## Work to do
Echo every line of the data below word for word.

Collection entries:
= = = = = = =
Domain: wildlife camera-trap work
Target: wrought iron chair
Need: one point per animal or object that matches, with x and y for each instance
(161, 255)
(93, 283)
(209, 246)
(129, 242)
= = = = = = =
## Task result
Domain: wildlife camera-trap work
Target: wrought iron chair
Need: one point per animal or object that matches, with x and y for each instance
(161, 255)
(93, 283)
(209, 246)
(129, 242)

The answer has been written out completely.